[Start of section]

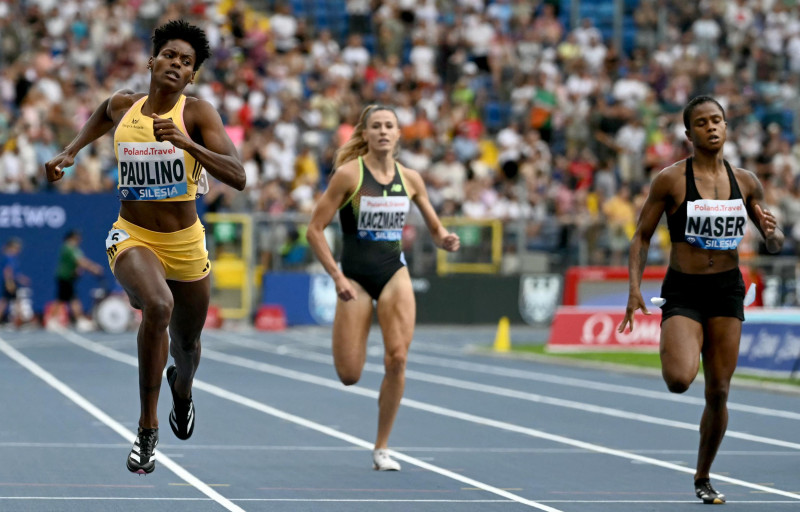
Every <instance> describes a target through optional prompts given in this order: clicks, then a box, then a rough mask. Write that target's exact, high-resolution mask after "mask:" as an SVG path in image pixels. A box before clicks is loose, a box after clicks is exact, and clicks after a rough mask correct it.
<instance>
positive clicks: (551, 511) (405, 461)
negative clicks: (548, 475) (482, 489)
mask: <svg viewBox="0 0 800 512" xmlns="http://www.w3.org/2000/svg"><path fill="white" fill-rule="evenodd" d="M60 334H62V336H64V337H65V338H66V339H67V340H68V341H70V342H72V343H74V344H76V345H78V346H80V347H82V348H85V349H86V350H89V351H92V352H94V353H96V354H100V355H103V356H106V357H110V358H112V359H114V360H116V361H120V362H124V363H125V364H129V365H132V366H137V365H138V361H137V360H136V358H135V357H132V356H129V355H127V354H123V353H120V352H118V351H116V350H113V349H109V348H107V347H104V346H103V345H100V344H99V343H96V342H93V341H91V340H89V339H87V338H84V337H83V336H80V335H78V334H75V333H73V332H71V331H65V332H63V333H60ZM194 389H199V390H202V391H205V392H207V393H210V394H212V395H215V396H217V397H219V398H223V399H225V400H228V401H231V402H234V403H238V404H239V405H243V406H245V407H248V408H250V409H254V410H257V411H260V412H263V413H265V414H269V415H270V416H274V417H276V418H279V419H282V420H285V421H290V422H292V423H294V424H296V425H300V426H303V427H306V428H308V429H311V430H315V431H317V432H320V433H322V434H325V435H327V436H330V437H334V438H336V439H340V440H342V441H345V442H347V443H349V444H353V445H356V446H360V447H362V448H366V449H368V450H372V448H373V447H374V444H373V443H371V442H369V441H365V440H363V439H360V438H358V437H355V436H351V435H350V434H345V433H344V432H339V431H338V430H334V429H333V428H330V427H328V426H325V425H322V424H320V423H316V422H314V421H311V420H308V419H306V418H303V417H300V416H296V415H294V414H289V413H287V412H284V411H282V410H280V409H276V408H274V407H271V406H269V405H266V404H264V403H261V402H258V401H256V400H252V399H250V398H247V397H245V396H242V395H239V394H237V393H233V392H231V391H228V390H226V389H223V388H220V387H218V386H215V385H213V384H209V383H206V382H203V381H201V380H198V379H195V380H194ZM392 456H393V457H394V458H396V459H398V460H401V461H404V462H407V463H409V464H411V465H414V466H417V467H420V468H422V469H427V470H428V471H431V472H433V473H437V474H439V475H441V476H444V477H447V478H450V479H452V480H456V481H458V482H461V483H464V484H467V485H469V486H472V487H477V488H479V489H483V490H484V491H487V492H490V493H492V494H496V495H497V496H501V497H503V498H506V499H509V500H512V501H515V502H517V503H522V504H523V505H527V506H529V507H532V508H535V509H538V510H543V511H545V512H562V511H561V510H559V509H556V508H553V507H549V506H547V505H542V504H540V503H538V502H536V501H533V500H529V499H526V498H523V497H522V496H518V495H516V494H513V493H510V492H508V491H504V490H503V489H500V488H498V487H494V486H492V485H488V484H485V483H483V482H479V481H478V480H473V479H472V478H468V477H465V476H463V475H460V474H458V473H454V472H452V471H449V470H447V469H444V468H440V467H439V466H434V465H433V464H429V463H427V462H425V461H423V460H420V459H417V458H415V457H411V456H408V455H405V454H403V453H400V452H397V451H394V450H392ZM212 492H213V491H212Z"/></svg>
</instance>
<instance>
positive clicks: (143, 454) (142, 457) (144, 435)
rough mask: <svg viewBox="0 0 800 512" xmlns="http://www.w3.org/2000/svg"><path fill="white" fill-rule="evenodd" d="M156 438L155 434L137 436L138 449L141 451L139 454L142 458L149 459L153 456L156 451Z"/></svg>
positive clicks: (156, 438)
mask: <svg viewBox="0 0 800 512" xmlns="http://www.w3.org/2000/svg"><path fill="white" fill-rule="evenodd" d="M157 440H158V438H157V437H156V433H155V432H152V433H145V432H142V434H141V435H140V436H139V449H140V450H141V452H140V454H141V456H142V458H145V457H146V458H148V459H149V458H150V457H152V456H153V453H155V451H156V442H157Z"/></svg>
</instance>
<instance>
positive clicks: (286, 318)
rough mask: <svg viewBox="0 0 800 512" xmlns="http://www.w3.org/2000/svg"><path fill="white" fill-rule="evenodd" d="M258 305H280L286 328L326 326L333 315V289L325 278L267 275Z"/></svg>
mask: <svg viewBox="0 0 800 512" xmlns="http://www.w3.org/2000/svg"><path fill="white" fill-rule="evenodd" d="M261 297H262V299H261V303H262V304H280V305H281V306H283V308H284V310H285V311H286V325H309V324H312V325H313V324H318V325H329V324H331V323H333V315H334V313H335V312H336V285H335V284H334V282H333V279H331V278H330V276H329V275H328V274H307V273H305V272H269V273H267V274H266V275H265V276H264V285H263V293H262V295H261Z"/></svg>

[End of section]
[Start of section]

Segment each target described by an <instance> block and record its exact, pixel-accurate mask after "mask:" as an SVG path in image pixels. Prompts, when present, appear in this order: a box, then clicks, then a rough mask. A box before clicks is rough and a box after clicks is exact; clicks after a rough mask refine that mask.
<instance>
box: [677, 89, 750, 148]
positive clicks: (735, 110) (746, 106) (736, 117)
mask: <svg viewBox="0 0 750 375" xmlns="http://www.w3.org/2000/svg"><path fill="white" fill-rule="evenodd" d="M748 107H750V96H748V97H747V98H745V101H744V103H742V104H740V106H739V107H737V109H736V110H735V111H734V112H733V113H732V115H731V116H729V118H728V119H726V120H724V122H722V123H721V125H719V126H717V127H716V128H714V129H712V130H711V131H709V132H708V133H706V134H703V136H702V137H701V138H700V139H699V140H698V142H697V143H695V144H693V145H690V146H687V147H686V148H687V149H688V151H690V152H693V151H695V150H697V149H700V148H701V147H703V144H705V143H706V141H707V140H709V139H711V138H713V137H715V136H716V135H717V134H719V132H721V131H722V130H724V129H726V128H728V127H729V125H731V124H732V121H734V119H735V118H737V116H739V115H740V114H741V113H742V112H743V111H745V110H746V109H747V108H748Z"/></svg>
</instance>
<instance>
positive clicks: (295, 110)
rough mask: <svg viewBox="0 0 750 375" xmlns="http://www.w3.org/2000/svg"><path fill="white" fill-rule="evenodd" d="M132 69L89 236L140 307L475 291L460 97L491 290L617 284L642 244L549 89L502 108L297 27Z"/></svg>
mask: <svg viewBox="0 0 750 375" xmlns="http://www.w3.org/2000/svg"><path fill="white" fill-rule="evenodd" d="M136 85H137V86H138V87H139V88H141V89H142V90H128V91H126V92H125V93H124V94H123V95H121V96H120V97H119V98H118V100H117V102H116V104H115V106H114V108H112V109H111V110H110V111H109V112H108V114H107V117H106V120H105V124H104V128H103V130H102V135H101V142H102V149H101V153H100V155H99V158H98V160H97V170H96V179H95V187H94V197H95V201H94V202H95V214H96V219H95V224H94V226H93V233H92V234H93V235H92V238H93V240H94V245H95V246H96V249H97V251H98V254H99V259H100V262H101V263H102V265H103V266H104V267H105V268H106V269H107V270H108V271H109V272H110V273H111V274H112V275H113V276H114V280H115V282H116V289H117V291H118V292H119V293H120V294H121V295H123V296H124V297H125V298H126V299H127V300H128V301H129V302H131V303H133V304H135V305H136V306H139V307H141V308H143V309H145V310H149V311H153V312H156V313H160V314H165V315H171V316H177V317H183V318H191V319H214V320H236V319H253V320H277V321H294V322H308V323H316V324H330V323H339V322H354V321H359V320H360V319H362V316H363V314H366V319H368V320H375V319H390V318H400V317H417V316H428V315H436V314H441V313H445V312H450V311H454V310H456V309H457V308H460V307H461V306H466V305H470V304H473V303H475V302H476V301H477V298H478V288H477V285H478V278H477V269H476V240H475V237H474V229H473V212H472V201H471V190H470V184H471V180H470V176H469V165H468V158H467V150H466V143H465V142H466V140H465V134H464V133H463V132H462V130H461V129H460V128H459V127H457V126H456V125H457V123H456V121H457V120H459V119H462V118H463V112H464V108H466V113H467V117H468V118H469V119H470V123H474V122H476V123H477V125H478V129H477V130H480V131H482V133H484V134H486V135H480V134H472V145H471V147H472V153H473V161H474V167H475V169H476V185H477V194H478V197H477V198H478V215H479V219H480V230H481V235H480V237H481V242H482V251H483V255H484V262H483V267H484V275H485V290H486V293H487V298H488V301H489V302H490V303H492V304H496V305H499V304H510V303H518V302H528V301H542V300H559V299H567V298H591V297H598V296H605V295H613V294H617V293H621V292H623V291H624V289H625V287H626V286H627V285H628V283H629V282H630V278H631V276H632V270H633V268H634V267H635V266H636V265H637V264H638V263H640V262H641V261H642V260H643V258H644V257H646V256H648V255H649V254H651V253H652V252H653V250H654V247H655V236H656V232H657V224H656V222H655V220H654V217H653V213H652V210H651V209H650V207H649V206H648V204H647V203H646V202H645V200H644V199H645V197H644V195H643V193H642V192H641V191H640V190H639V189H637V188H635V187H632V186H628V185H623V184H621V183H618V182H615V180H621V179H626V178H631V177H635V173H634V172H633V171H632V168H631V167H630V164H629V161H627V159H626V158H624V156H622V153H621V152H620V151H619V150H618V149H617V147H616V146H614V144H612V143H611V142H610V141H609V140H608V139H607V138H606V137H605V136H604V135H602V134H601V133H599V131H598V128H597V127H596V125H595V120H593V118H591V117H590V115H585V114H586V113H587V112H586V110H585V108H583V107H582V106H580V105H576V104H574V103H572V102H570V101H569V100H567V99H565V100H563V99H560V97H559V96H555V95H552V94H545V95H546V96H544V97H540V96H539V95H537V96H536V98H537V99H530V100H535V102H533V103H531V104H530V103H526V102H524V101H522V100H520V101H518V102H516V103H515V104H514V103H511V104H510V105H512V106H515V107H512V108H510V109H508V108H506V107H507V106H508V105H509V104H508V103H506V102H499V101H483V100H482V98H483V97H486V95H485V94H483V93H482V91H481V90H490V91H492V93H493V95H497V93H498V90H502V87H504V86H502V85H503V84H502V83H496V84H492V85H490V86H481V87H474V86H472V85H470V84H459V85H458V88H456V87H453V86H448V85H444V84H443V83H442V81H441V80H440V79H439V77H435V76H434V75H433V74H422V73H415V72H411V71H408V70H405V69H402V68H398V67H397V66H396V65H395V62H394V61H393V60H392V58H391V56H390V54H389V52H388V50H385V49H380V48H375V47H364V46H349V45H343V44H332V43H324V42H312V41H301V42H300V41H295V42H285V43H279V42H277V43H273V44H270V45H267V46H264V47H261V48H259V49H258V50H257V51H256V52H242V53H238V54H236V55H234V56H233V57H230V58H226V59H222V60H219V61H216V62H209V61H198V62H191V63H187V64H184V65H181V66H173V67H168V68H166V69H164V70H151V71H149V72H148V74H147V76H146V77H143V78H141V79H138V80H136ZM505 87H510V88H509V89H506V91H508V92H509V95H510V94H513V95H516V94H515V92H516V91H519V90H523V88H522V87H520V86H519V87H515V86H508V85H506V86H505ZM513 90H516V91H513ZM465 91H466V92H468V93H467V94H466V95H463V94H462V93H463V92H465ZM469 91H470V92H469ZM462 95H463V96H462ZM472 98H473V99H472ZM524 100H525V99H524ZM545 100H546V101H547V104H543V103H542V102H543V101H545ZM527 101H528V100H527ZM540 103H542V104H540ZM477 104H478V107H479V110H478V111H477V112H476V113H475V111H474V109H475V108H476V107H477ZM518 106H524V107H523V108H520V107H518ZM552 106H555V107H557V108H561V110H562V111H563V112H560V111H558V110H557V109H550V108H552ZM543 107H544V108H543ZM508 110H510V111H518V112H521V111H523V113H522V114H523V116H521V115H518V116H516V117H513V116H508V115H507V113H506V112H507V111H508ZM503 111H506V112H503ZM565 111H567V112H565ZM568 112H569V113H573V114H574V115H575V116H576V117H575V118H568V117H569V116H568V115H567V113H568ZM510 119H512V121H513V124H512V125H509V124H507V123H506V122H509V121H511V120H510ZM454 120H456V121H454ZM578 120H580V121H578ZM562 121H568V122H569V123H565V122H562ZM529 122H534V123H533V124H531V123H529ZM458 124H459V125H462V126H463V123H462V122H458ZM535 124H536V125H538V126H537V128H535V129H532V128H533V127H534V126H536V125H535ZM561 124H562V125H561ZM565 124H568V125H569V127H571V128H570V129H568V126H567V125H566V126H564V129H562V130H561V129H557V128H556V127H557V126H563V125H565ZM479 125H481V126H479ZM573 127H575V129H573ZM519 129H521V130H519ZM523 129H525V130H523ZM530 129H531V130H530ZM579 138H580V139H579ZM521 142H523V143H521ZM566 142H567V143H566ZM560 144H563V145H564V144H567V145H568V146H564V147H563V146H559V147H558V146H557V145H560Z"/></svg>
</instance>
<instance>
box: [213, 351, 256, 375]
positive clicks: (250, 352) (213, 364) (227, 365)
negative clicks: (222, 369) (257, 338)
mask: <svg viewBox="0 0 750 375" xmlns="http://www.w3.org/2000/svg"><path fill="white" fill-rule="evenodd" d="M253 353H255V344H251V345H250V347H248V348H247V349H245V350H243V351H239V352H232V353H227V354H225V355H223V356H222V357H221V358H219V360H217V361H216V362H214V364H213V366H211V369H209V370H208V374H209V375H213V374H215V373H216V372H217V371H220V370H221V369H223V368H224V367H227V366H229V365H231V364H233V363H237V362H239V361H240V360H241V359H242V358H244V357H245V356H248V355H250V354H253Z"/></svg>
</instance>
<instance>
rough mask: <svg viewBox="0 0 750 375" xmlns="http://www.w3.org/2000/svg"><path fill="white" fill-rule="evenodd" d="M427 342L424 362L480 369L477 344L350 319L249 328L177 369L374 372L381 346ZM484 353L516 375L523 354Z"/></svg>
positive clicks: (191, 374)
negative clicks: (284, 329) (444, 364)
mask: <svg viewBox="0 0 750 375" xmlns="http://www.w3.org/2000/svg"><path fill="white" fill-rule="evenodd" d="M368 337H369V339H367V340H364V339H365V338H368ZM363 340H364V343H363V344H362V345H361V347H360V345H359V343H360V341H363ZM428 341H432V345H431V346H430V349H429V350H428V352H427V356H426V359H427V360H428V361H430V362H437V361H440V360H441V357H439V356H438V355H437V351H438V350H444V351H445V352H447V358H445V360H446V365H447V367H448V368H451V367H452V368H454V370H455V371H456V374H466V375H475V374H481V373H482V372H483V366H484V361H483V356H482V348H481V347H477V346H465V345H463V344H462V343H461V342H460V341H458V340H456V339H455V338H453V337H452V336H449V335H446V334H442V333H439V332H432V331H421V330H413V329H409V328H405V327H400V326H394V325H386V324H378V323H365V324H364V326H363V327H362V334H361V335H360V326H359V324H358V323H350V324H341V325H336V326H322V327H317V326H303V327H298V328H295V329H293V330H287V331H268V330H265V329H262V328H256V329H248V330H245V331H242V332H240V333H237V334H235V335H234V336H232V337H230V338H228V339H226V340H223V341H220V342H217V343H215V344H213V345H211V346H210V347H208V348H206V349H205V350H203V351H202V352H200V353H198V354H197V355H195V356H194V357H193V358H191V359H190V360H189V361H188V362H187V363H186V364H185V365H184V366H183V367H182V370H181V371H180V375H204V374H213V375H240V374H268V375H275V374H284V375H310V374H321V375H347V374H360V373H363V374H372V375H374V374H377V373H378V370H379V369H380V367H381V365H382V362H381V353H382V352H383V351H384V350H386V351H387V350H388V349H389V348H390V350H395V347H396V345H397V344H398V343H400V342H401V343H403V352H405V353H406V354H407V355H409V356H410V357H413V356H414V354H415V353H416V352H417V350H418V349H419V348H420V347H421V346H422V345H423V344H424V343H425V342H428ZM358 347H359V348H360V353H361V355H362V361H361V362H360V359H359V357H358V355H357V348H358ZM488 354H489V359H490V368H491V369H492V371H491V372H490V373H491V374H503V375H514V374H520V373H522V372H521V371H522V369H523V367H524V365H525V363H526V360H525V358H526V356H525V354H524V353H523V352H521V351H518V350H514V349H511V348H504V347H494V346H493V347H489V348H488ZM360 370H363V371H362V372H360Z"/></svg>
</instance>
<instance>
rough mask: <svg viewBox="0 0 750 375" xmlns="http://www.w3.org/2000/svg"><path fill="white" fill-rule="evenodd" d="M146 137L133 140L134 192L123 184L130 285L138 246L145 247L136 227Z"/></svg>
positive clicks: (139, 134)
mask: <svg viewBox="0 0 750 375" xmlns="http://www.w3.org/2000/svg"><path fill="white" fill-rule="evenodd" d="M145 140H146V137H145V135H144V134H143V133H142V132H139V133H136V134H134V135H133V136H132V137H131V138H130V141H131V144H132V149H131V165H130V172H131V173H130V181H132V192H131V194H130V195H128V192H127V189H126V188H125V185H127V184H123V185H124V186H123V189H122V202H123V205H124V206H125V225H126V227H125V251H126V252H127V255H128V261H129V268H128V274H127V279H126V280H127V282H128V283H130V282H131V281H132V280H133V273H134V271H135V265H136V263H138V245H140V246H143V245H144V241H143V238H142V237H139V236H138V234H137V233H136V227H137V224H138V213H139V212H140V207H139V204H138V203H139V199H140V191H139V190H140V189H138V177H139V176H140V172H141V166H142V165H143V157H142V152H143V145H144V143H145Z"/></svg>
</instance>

[End of section]
[Start of section]

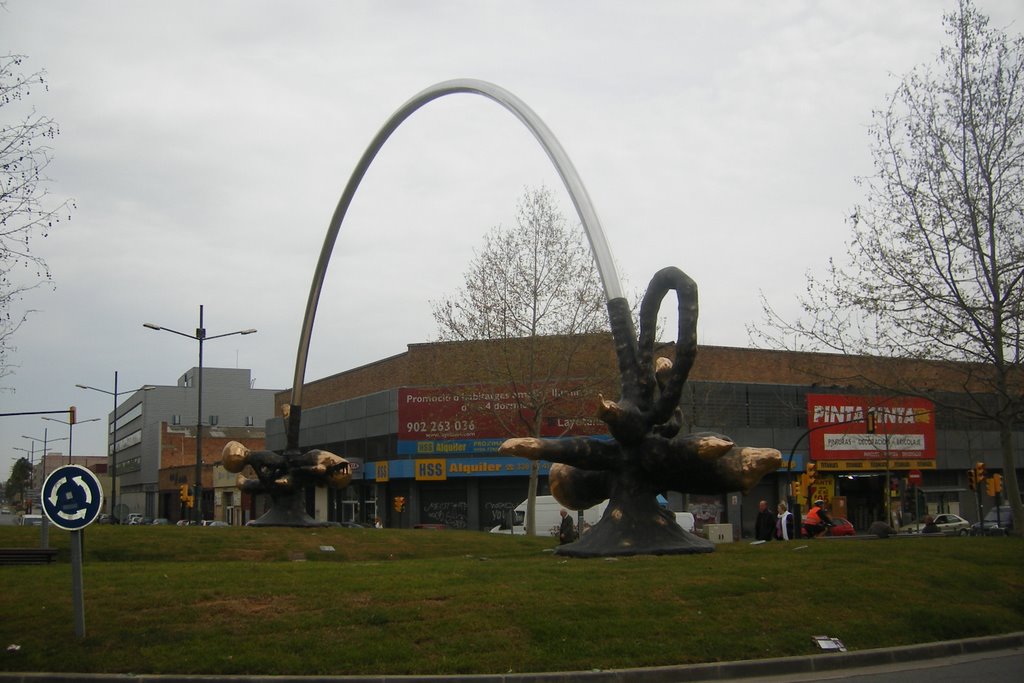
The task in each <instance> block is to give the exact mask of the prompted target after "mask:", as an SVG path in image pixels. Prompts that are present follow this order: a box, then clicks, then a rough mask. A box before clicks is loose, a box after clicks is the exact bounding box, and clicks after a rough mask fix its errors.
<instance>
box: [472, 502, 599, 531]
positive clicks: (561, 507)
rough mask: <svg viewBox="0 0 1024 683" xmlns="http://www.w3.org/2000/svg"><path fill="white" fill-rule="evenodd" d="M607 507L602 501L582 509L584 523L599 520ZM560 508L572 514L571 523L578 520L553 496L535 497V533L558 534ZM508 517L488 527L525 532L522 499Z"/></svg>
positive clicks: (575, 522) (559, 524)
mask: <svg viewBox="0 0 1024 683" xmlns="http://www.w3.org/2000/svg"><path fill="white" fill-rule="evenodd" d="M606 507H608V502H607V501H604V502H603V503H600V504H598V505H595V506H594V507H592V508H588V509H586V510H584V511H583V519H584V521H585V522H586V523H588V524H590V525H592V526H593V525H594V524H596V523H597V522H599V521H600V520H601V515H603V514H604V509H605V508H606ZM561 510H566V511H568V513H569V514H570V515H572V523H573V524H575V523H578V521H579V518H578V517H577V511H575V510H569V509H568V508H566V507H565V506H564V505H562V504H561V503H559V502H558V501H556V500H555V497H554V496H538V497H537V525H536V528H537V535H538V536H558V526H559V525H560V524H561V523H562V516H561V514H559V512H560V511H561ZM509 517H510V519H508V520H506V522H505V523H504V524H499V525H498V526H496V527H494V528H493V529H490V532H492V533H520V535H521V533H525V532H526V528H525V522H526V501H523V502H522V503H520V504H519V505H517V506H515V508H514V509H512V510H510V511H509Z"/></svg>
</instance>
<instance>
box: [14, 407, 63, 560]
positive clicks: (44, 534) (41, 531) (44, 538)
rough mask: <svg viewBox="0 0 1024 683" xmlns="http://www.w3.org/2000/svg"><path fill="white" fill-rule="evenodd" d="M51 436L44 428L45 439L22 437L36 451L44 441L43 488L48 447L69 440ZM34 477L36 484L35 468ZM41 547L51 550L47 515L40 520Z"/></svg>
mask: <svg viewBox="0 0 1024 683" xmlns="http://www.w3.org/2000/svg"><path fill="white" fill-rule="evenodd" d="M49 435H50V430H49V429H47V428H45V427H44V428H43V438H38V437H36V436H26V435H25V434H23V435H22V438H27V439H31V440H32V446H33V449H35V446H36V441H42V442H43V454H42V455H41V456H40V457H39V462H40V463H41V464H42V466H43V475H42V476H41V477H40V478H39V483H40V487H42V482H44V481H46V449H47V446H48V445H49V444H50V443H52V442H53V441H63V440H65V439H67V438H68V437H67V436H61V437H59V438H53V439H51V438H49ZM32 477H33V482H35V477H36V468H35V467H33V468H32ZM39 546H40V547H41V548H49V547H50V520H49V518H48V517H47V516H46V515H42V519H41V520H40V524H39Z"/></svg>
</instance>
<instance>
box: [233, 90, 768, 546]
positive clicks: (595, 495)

[End of section]

**Task details**
Tally the lines above that contain "loose"; give only the number.

**Answer space**
2